# TASK DIRECTIONS
Report each line of the material below that contains the word "village", copying every such line in full. Matching is case-sensitive.

Pointing records for named objects
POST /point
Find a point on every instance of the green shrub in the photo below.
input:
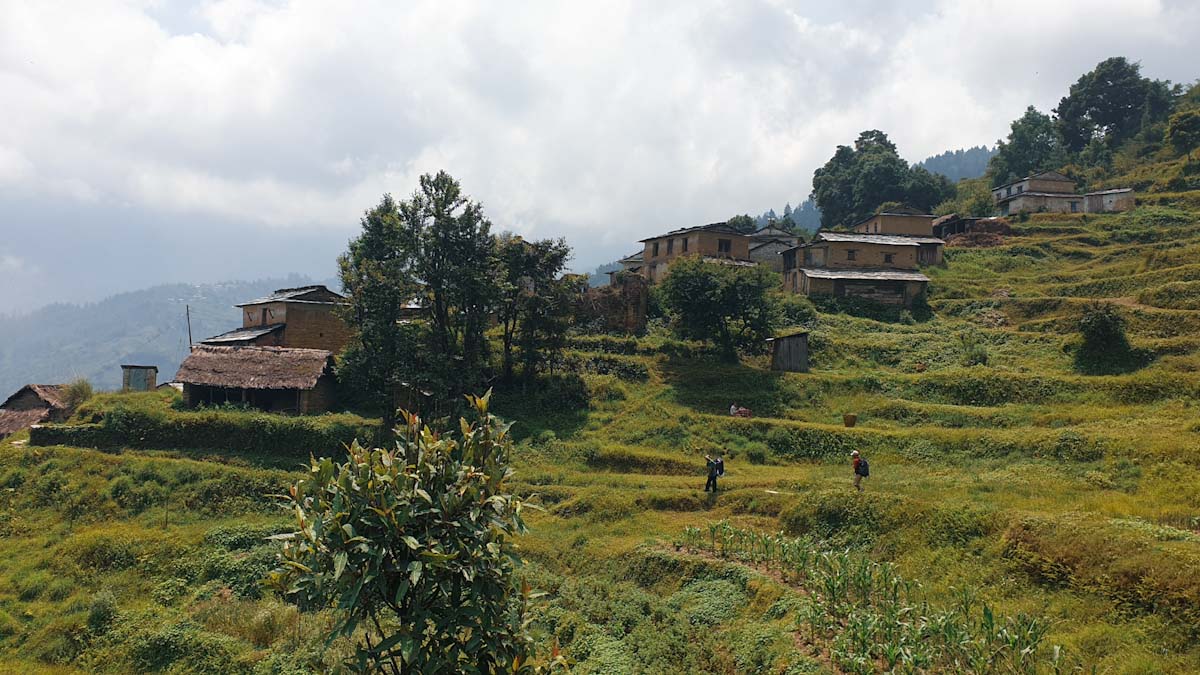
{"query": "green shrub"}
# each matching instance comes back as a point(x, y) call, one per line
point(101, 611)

* * *

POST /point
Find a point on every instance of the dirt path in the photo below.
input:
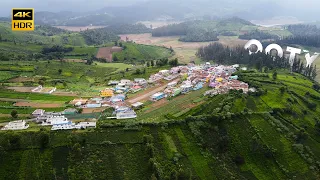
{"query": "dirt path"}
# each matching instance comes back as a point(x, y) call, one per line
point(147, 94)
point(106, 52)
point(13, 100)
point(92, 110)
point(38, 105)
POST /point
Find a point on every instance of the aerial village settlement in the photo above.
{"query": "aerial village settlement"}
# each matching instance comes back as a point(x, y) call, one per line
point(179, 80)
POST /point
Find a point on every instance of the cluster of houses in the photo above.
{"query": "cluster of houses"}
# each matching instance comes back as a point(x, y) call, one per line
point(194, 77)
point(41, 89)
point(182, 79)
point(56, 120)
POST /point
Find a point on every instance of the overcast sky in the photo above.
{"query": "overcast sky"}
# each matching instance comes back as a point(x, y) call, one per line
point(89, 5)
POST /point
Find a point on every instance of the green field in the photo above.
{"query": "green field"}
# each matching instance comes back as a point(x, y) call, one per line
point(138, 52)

# OUTPUT
Find a point on every instance of the aerial village settlement in the photo above.
{"query": "aerial village settlement"}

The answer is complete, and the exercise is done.